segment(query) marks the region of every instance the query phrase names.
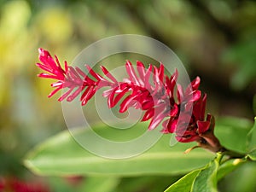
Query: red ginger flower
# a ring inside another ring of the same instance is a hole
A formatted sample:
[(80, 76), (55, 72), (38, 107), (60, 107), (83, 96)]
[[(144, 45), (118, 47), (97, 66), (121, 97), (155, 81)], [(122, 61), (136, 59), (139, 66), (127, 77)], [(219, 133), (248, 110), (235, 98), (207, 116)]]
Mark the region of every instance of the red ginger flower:
[[(175, 133), (177, 141), (195, 141), (201, 146), (212, 144), (214, 146), (210, 148), (210, 148), (211, 150), (219, 150), (218, 141), (214, 136), (213, 143), (212, 143), (214, 122), (210, 114), (205, 119), (207, 95), (201, 95), (198, 90), (199, 77), (184, 90), (180, 84), (177, 84), (177, 71), (169, 78), (164, 73), (162, 63), (160, 67), (150, 64), (146, 69), (143, 62), (137, 61), (136, 73), (134, 67), (128, 61), (125, 67), (129, 77), (119, 82), (104, 67), (101, 68), (106, 78), (94, 72), (88, 65), (85, 65), (88, 74), (77, 67), (67, 66), (67, 61), (63, 69), (58, 58), (55, 56), (54, 60), (49, 53), (43, 49), (39, 49), (39, 60), (41, 63), (37, 63), (38, 67), (48, 73), (42, 73), (38, 77), (58, 80), (51, 84), (55, 89), (49, 97), (61, 89), (68, 88), (58, 101), (66, 99), (71, 102), (82, 94), (80, 101), (82, 105), (85, 105), (97, 90), (110, 87), (103, 92), (103, 96), (108, 97), (109, 108), (120, 102), (120, 113), (125, 112), (131, 107), (139, 108), (145, 111), (142, 121), (151, 119), (149, 130), (154, 129), (163, 121), (162, 132)], [(150, 78), (153, 79), (153, 84), (149, 83)], [(124, 99), (121, 101), (122, 98)], [(207, 137), (205, 137), (206, 135)]]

• • • • • • •

Directions for this task ::
Please quote all of the records above word for word, leaving out the pictures.

Written response ::
segment(query) marks the region of every instance the query phrase names.
Query: red ginger flower
# a ring inside another ring of the same instance is a hole
A formatted sample:
[(80, 76), (55, 72), (38, 107), (60, 107), (83, 96)]
[[(144, 45), (118, 47), (97, 66), (121, 97), (155, 81)], [(122, 61), (136, 59), (139, 66), (127, 77)], [(219, 133), (248, 110), (235, 98), (207, 116)]]
Mark the region of every instance of the red ginger flower:
[[(175, 133), (177, 141), (195, 141), (201, 146), (212, 144), (214, 146), (210, 148), (210, 148), (211, 150), (219, 150), (218, 141), (214, 136), (213, 143), (212, 143), (214, 122), (210, 114), (205, 119), (207, 95), (201, 95), (198, 90), (199, 77), (184, 90), (180, 84), (177, 84), (177, 71), (169, 78), (164, 73), (162, 63), (160, 67), (150, 64), (146, 69), (143, 62), (137, 61), (136, 73), (134, 67), (128, 61), (125, 67), (129, 77), (119, 82), (104, 67), (101, 68), (106, 78), (94, 72), (88, 65), (85, 65), (88, 74), (77, 67), (67, 66), (67, 61), (63, 69), (58, 58), (55, 56), (54, 60), (49, 53), (43, 49), (39, 49), (39, 60), (41, 63), (37, 63), (38, 67), (48, 73), (42, 73), (38, 77), (58, 80), (51, 84), (55, 89), (49, 97), (61, 89), (68, 88), (58, 101), (66, 99), (71, 102), (82, 94), (80, 101), (82, 105), (85, 105), (97, 90), (110, 87), (103, 92), (103, 96), (108, 97), (109, 108), (120, 102), (120, 113), (125, 112), (131, 107), (139, 108), (145, 111), (142, 121), (151, 119), (149, 130), (154, 129), (163, 121), (162, 132)], [(150, 78), (153, 79), (153, 84), (149, 83)], [(124, 99), (121, 101), (122, 98)], [(207, 137), (205, 137), (206, 135)]]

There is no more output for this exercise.